* _Work instructions_
Count the lines in the rows below that contain the string "diesel", and give only that number.

* _The input_
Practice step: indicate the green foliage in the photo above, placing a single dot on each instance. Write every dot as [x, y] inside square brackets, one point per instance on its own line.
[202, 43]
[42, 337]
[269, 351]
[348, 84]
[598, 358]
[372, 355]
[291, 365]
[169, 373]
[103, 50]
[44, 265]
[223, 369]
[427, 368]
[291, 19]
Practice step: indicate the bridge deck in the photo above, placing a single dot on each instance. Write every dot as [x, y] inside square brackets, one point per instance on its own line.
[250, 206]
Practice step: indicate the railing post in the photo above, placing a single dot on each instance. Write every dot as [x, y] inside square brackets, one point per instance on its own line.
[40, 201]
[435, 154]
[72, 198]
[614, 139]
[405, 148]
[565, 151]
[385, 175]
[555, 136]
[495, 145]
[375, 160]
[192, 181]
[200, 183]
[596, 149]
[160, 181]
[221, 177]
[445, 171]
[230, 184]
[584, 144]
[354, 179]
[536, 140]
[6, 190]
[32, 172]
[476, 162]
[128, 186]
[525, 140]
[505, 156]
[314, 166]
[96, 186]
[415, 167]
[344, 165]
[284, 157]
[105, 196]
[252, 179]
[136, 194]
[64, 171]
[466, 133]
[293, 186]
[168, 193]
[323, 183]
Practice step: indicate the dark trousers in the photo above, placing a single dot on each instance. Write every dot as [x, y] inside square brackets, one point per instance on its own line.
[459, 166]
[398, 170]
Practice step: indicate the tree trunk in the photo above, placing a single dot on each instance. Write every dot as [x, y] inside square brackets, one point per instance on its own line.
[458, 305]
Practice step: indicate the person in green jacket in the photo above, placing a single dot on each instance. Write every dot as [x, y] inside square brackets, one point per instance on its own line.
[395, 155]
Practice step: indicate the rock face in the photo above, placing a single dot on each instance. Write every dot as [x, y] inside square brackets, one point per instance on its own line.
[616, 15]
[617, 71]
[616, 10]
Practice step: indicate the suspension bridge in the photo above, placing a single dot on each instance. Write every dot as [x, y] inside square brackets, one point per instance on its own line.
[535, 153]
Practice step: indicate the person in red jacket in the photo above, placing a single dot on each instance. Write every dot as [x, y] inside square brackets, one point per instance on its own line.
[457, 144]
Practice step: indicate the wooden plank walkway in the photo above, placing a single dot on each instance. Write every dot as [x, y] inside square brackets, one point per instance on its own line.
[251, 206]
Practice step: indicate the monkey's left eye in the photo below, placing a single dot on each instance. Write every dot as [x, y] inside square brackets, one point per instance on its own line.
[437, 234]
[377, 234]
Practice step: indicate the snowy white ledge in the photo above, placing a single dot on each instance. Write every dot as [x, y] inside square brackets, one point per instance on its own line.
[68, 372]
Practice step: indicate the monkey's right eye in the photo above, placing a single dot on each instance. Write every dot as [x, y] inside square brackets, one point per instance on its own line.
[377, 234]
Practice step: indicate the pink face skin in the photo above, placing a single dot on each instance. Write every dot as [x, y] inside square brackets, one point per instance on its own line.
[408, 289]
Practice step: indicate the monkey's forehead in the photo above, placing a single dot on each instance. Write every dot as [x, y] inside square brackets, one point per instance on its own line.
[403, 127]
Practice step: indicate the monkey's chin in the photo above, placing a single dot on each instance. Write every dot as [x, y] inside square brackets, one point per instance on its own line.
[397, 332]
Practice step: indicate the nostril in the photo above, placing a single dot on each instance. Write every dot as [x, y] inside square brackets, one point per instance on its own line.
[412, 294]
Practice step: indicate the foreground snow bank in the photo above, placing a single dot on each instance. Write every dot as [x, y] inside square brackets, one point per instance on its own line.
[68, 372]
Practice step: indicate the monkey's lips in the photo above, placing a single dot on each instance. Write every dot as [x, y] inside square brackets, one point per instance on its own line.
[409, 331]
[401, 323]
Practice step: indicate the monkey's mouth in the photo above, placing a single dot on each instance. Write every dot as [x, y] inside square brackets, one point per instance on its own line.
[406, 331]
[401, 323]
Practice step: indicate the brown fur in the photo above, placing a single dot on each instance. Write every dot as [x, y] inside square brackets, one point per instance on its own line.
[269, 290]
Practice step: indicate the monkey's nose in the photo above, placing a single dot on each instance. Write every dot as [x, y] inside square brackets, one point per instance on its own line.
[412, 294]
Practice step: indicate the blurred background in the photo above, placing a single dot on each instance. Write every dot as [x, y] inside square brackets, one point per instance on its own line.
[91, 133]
---
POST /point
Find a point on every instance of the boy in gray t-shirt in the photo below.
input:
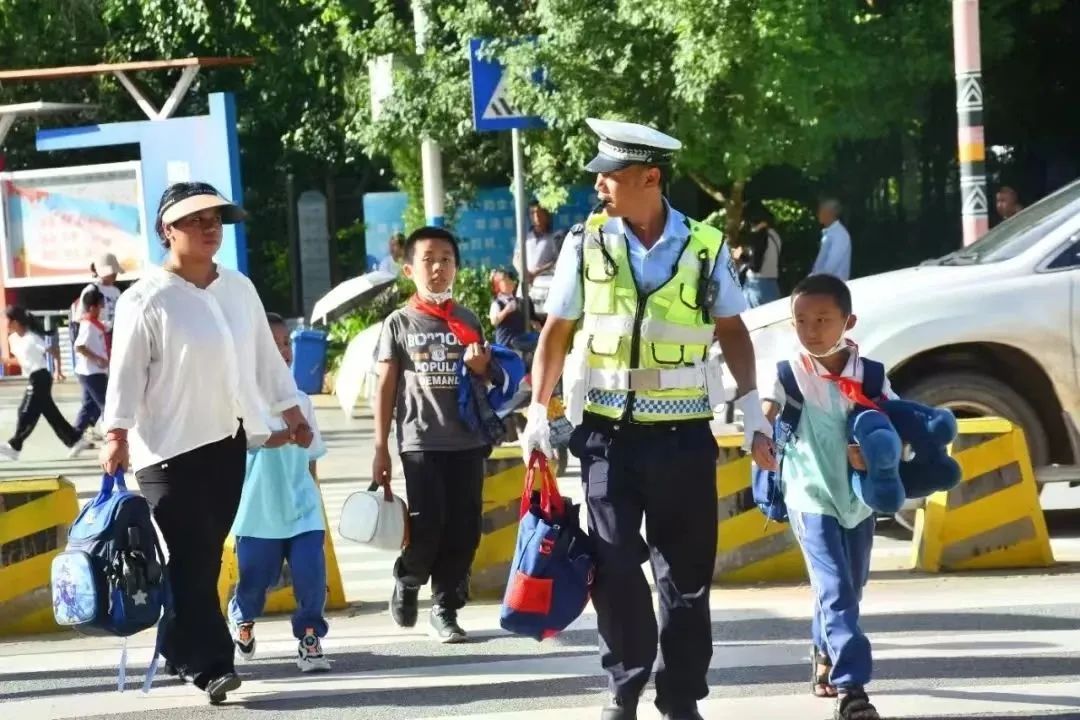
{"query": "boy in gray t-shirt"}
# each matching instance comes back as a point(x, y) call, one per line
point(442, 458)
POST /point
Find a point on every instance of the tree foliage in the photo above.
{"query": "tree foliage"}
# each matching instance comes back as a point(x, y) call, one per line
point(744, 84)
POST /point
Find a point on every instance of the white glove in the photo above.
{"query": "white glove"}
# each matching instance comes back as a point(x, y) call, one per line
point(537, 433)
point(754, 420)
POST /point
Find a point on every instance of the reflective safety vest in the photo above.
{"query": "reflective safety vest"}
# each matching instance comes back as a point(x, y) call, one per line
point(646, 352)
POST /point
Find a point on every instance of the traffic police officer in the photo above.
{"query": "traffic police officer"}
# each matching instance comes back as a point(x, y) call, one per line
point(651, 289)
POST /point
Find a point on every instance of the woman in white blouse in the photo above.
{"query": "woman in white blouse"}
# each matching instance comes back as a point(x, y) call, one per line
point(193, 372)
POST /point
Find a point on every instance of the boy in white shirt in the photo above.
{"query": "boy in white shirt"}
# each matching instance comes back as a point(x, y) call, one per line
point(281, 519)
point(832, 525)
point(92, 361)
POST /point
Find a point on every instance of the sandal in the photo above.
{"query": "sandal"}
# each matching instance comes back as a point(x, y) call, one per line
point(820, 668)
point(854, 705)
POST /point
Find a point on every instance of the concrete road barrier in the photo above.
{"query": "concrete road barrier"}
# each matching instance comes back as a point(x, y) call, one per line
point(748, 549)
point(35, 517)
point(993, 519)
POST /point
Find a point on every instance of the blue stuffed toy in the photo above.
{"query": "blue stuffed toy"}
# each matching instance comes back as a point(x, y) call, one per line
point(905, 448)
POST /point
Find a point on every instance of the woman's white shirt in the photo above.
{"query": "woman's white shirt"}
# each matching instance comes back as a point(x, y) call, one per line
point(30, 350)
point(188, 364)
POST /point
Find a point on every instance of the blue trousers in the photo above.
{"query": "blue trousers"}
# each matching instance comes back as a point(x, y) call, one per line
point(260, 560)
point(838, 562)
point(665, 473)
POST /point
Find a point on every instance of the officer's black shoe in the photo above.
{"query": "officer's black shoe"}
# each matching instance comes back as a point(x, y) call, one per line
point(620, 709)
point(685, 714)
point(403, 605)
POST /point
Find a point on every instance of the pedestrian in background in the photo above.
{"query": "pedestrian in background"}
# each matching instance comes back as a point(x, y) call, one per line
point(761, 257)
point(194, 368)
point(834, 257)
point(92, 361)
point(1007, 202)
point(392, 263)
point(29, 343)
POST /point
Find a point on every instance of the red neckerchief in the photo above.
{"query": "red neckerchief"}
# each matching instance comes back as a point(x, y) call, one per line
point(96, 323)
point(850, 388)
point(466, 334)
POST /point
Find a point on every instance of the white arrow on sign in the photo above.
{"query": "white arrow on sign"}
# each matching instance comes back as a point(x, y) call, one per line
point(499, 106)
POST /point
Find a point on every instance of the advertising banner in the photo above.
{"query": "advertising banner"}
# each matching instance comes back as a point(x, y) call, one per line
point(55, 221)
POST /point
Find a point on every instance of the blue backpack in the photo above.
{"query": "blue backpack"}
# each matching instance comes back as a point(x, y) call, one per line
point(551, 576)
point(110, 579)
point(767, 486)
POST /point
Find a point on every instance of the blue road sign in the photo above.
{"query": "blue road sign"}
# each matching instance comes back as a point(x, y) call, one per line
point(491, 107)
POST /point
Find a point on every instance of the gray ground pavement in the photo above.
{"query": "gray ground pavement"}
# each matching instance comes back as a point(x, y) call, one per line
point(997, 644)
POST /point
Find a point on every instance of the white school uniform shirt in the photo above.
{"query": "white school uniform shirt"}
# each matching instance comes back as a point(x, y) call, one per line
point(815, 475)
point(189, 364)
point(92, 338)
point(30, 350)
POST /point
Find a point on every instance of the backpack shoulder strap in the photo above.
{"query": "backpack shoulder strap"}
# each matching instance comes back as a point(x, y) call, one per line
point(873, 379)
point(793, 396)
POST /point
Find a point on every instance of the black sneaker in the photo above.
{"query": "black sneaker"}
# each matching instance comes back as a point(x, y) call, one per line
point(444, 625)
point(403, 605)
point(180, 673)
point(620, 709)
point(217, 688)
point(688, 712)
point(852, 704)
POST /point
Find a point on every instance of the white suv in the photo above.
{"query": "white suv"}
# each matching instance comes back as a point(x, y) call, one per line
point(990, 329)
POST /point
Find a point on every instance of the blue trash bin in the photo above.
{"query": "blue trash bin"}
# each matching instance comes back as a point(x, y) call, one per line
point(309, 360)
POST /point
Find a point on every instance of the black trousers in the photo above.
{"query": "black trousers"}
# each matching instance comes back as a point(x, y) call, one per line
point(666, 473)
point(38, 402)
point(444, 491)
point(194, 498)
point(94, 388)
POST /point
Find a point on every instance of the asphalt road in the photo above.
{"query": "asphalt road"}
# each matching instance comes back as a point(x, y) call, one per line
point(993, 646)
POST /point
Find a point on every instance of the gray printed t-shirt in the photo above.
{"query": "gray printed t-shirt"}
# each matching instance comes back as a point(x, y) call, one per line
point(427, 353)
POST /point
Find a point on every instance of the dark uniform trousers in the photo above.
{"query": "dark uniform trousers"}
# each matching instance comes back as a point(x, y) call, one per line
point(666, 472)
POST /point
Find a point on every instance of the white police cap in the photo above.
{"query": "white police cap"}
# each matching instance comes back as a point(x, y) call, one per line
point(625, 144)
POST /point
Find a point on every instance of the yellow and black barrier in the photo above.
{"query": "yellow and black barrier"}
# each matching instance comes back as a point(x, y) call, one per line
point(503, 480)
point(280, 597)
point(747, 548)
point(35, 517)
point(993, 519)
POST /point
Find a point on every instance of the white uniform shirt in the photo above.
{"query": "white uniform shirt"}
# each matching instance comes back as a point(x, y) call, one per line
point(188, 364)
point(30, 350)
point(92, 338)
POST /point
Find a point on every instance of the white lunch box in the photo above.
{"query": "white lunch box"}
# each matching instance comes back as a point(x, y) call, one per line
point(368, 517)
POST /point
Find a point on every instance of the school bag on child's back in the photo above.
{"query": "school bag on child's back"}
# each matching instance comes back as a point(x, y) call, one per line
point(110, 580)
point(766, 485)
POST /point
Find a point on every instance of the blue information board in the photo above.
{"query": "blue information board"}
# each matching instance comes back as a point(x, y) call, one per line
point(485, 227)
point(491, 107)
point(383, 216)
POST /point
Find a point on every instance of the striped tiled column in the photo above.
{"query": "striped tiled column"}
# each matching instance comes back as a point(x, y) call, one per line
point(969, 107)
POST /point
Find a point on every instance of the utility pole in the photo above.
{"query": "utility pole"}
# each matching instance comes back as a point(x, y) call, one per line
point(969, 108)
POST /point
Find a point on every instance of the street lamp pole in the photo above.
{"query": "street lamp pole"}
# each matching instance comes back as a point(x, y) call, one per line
...
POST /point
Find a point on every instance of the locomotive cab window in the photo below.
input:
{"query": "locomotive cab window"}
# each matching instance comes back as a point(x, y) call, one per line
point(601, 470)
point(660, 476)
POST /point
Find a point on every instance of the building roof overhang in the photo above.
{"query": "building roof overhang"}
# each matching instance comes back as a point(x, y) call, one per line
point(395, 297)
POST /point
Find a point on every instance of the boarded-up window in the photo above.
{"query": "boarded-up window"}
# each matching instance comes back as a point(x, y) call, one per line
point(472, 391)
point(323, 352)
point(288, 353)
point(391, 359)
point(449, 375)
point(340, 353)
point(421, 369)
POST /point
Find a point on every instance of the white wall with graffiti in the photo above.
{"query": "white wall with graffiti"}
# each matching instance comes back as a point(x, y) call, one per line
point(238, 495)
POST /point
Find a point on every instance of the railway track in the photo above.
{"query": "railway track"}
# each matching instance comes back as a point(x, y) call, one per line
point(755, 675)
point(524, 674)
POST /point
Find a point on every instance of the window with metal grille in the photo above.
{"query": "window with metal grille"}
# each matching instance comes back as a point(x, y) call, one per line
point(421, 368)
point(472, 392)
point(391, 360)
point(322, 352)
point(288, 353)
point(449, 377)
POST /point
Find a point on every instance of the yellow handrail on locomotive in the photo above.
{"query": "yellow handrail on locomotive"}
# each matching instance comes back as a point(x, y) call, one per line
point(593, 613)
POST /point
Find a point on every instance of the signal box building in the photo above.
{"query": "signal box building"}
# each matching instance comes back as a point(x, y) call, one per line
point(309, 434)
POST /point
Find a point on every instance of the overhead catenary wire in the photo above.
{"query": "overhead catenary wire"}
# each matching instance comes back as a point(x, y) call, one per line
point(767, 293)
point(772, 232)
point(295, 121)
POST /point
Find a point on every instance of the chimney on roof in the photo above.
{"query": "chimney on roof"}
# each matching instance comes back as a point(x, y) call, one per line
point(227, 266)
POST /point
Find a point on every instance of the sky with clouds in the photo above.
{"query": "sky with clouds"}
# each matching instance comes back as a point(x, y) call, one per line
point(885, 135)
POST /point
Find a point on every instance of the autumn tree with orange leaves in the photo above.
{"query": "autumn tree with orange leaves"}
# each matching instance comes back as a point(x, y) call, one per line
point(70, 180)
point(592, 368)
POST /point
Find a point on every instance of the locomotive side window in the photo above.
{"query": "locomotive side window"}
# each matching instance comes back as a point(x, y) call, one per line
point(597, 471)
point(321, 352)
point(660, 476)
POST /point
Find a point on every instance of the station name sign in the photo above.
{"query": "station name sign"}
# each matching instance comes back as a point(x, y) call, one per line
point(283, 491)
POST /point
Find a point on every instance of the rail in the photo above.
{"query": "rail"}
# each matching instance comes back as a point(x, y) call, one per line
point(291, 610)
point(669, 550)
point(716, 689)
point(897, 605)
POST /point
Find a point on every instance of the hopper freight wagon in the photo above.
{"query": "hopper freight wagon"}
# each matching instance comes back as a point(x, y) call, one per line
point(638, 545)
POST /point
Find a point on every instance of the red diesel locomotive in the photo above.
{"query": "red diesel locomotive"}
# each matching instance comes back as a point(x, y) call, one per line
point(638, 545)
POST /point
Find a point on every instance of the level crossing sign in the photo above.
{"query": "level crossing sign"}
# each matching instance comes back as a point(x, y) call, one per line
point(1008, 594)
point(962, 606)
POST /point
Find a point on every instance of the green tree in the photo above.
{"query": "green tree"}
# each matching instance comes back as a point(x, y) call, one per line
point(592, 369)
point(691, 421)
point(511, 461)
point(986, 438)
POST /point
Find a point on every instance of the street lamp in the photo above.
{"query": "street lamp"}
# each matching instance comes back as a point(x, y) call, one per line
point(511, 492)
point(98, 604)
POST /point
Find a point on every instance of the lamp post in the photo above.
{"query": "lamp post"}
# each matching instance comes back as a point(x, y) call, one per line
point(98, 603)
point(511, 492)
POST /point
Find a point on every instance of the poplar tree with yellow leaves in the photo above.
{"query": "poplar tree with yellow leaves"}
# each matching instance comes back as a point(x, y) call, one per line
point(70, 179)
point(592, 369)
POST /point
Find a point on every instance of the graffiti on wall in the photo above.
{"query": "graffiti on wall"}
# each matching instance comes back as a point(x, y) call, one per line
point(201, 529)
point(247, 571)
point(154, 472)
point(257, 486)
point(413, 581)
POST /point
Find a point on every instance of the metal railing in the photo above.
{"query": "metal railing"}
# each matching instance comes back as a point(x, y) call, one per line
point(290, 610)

* _The answer_
2